> **Page text**:
((
FAQ — the questions everyone asks
By Yad Konrad — @0bserver07
The five questions that come up every time this build gets shown. Every number below is verified against analysis/data/sessions.jsonl (the orchestrator’s JSONL transcript) — the same source the rest of these pages draw from.
“Wow Claude can one-shot go for 30 hours on Schmidhuber?”
Not literally one-shot. 41 hours of wall-clock from session start to the final wave merge, but only ~21 hours of active human attention — Yad slept through two overnight gaps of ~10 hours each. The orchestrator was idle during those gaps.
In that span, Yad typed 40 prompts to the lead session. Of those:
- 8 were direction-changing (~20%)
- ~10 were status checks (
"status?","what's up man, where the progress") - ~5 were approval gates
- ~17 were small clarifications, copy-edits, and follow-up after the build wrapped
The lead emitted 1,026 assistant turns in response — ~25.7 turns per Yad prompt in the orchestrator. Combined with the 58 worker sessions, 7,265 total turns across the build.
Yad’s own self-summary, verbatim from his Telegram post the day it shipped:
“we did it again, 780k token, took a little longer, since only paid attention every 18 hour window while i have other things going on”
The “18-hour window” framing is consistent with the data — he pinged in, the loop ran, he came back the next day.
“How hard was it to get working?”
Second time running the recipe. Hinton-problems (53 stubs, same machinery) ran the week before in ~30 wall hours. Schmidhuber refined the protocol.
Six things broke during this run, with the timestamp each was caught:
-
Branch spam (wave 1). Workers were pushing
impl/<stub>branches to origin. 6 workers × 12 waves would have polluted the remote with 72 branches. Caught at 2026-05-07 01:31 UTC by Yad’s prompt:“why are u doing a branch per impl, should it be per waves?? why the branch spam. THIS IS WRONG PRACTICE COURSE CORRECT!”
))
> **Dataset excerpts**:
((
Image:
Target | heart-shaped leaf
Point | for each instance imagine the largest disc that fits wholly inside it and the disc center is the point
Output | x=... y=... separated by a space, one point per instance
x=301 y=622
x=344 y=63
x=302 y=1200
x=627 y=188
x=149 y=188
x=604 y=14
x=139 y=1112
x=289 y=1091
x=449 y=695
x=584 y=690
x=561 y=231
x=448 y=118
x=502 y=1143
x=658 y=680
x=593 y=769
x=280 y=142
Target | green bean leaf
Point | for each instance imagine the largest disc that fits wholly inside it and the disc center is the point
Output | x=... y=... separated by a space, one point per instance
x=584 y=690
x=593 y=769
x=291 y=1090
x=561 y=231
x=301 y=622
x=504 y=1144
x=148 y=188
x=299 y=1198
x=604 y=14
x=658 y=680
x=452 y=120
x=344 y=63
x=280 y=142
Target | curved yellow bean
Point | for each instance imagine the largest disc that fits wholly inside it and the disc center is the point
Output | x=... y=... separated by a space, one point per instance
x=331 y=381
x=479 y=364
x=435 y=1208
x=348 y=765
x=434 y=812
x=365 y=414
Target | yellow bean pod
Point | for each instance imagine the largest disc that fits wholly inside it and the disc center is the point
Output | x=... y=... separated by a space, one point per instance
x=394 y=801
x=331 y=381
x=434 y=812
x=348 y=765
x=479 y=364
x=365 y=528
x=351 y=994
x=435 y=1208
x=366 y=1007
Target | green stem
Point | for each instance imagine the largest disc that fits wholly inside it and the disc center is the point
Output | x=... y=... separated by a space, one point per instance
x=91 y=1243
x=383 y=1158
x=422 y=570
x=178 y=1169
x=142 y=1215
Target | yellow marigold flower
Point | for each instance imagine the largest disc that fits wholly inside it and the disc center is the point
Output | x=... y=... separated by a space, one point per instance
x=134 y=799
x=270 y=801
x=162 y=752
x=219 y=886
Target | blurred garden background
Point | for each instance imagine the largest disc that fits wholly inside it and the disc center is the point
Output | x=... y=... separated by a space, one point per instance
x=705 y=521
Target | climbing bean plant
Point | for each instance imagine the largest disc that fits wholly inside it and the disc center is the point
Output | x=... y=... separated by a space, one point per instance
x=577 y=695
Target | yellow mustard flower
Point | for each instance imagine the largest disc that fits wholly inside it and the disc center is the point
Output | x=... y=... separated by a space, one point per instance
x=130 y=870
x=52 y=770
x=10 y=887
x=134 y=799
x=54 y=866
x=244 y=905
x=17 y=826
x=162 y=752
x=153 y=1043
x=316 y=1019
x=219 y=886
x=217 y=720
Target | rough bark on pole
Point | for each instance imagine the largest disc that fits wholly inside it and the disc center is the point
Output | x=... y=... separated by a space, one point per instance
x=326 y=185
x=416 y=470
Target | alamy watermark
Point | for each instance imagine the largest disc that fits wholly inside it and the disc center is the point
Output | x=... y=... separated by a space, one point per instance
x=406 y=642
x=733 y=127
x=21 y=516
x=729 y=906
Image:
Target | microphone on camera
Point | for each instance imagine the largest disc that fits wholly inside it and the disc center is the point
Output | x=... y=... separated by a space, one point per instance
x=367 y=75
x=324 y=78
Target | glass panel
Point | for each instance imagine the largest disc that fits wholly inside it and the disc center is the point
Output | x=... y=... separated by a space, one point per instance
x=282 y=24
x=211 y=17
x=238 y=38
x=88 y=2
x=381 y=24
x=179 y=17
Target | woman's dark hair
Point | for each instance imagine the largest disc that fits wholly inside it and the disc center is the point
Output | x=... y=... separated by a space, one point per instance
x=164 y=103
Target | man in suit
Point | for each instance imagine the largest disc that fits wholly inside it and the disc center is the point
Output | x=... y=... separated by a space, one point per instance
))
> **Instructions to follow**:
According to the FAQ, how many prompts did Yad type to the lead session?

> **Result**:
40 prompts.